#### STATED GOAL 1:
In the text on dating the Younger Dryas, rewrite the paragraph beginning "In Meerfelder Maar" as a short bulleted list that keeps its main facts.
#### STATED GOAL 2:
From the text on dating the Younger Dryas, reproduce word for word the stretch from "This has always" through "12,850 cal BP..".

#### TEXT:
○ ○ ○

If a scientist 'could, in theory,' solve a problem, he will, I would think. Moveover it would be pretty important to know the reservoir age devellopment. So why not here?

It gets more intruging if you look at the graphs of the original Hughen et al 2000 in science, particurly the line up with the Younger Dryas in the GISP2 icecore, also showing the -now- spurious 14C spike.

http://www.ncdc.noaa.gov/paleo/pubs/hughen2000/fig4.jpg

This has always looked like a pretty solid base to establish the onset of te Younger Dryas at 12,900 Cal years BP. But now these data between "12,552–12,944 cal BP' are essentially voided by that decision.
 
  • #18
I promissed issues wth Fiedel (2011):

Andre said:
...
I also recommend reading http://sd.ddns.us/science/article/pii/S1040618211001480 of an author who is well known to some of us :wink:...

I observe that his analysis is accurate most of the time, except however.., and maybe I may quote the following:

..In Meerfelder Maar, a German crater lake, the wind strength changed abruptly and permanently during the winter of 12,679 cal BP, marking the local onset of the Younger Dryas (Brauer et al., 2008). This date is based on counted varves that are explicitly tied to the GRIP chronology, which has now been superseded by NGRIP; accordingly, it should be corrected to ca. 12,850 cal BP..

○ ○ ○

#### RAW RECORDS:
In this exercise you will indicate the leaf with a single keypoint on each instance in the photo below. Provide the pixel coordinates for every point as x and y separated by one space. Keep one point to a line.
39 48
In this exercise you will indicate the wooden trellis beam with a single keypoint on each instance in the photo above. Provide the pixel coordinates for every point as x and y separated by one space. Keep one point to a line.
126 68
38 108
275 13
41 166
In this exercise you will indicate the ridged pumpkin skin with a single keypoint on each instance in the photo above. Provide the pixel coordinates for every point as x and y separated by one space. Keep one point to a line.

○ ○ ○

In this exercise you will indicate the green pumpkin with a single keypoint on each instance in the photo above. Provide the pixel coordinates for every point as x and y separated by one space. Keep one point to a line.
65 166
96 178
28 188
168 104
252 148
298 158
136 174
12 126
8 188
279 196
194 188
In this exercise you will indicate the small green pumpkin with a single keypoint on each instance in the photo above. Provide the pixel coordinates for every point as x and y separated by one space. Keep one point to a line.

○ ○ ○

#### RESPONSE 1:
- Meerfelder Maar is a German crater lake.
- There, wind strength changed abruptly and permanently in the winter of 12,679 cal BP. This marks the local onset of the Younger Dryas (Brauer et al., 2008).
- That date rests on counted varves tied to the GRIP chronology.
- GRIP has now been superseded by NGRIP.
- The date should therefore be corrected to about 12,850 cal BP.

#### RESPONSE 2:
This has always looked like a pretty solid base to establish the onset of te Younger Dryas at 12,900 Cal years BP. But now these data between "12,552–12,944 cal BP' are essentially voided by that decision.
 
  • #18
I promissed issues wth Fiedel (2011):

Andre said:
...
I also recommend reading http://sd.ddns.us/science/article/pii/S1040618211001480 of an author who is well known to some of us :wink:...

I observe that his analysis is accurate most of the time, except however.., and maybe I may quote the following:

..In Meerfelder Maar, a German crater lake, the wind strength changed abruptly and permanently during the winter of 12,679 cal BP, marking the local onset of the Younger Dryas (Brauer et al., 2008). This date is based on counted varves that are explicitly tied to the GRIP chronology, which has now been superseded by NGRIP; accordingly, it should be corrected to ca. 12,850 cal BP..